Tu commenceras par le respect, nous est-il dit. Non par la générosité, la vertu ou les bons sentiments, de peur que tu ne croies qu'ils sont ton œuvre, mais par le respect, pour que tu évites de te mettre au centre. Et tu finiras aussi par le respect, de peur que le don de Dieu n'élève ton cœur, afin que tu te souviennes que tout est grâce. Car le respect demeure au cœur de l'amour, au long d'un chemin qui a son commencement, son milieu et sa fin. Il est un regard qui, maintenant la distance, enveloppe progressivement toute réalité : respect de la création, respect de la dignité de la personne humaine et respect de Dieu sont liés. Nous tenterons ici de baliser le chemin de cette expérience religieuse.

Une intériorisation


Cette expérience est d'abord le sentiment que je suis invité dans un univers qui me précède, qui a un sens et des lois. C'est vrai du sentiment religieux du savant : « Il réside, disait Einstein, dans l'étonnement extatique en face de l'harmonie des lois de la nature, dans laquelle se révèle une raison si supérieure que toutes les pensées ingénieuses des hommes ne sont en comparaison qu'un reflet tout à fait futile. » C'est aussi vrai de la rencontre d'autrui, qui me révèle une loi morale commune à l'autre et à moi-même, et qui s'impose à ma conscience comme à la sienne. Ainsi, après le ciel étoile au-dessus de nos têtes, la seconde chose qui ne cesse d'étonner, c'est la loi morale inscrite dans les cœurs : « Fais ceci, ne fais pas cela ! » Ici, le respect s'intériorise : la raison, le logos perçu dans l'harmonie du cosmos s'exprime dans la conscience. Celle-ci est l'écho d'une voix que j'entends, et cette voix procède d'un être indépendant de ma personne. Comme l'a noté Newman avec finesse :

« Cette voix porte en elle-même la preuve de sa divine origine Mon coeur s'y attache et l'aime comme si c'était une personne pleine d'amabilité. En lui obéissant je suis tout joyeux ; si je lui suis rebelle, je me sens triste. Il me semble que je contriste ou réjouis tour à tour un ami vénéré... et cet être, cette voix secrète, je les aime et je les crains
tout à la fois. »

● **Liste des tâches**:
a: Recopiez un passage du texte sur le respect : commencez aux mots « Tu commenceras par » et arrêtez-vous après « cette expérience religieuse. ».
b: Dans le texte sur le respect, où réside le sentiment religieux du savant selon Einstein ?
c: Poursuivez le texte sur le respect à partir de sa dernière phrase.

● **Extrait des données**:
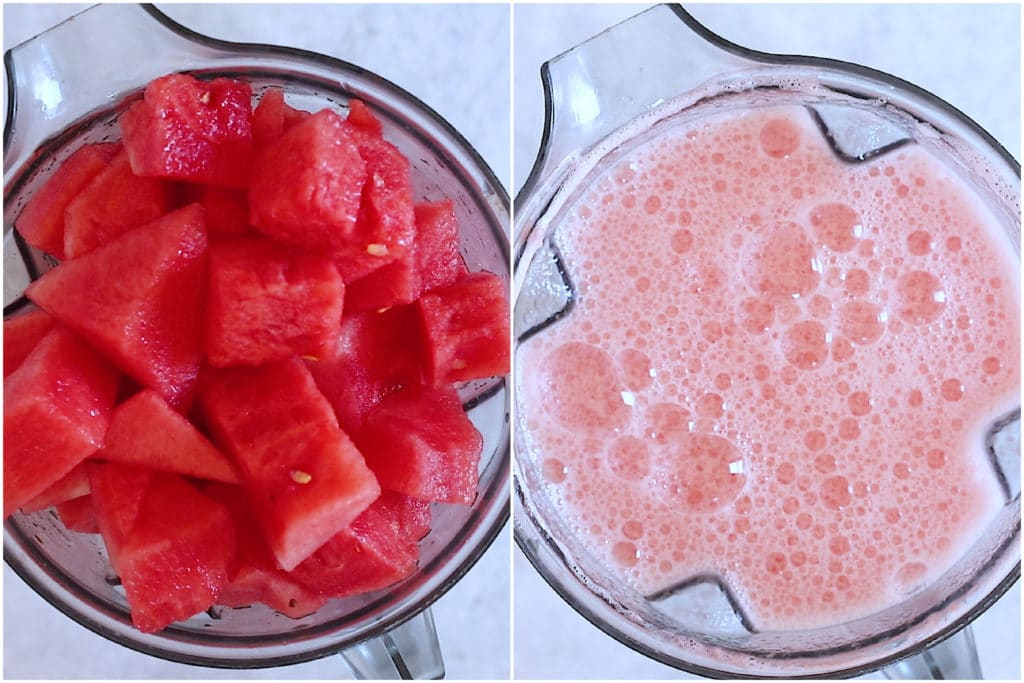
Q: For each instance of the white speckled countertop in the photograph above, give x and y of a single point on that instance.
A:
(456, 60)
(969, 55)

● **Réponses dans l'ordre**:
a:
Tu commenceras par le respect, nous est-il dit. Non par la générosité, la vertu ou les bons sentiments, de peur que tu ne croies qu'ils sont ton œuvre, mais par le respect, pour que tu évites de te mettre au centre. Et tu finiras aussi par le respect, de peur que le don de Dieu n'élève ton cœur, afin que tu te souviennes que tout est grâce. Car le respect demeure au cœur de l'amour, au long d'un chemin qui a son commencement, son milieu et sa fin. Il est un regard qui, maintenant la distance, enveloppe progressivement toute réalité : respect de la création, respect de la dignité de la personne humaine et respect de Dieu sont liés. Nous tenterons ici de baliser le chemin de cette expérience religieuse.

b: Dans l'étonnement extatique en face de l'harmonie des lois de la nature.

c:
Combien plus alors cette expérience religieuse se vérifie-t-elle dans la foi ! C'est l'attitude de Moïse au buisson, qui se voile la face de crainte que son regard ne se fixât sur Dieu, celle de Marie à l'Annonciation, des disciples à la Transfiguration... et finalement de toute prière authentique Attitude faite à la fois d'humilité, de vénération, d'obéissance En commençant l'oraison, dit Ignace considérer comment Dieu Notre Seigneur me regarde, et faire un acte d'humilité ou de respect. Et de même en finissant par le colloque. Car, fait-il remarquer, « dans l'exercice spirituel, nous nous servons de l'intelligence pour penser et de la volonté pour aimer. Ainsi, l'activité de la volonté, lorsque nous nous entretenons avec Dieu, exige de notre part un plus grand respect que lorsque nous nous servons de l'intelligence pour comprendre ». Ainsi, tout commence par le respect, et tout s'achève aussi dans le respect. Mais de l'un à l'autre, il y a mouvement et croissance.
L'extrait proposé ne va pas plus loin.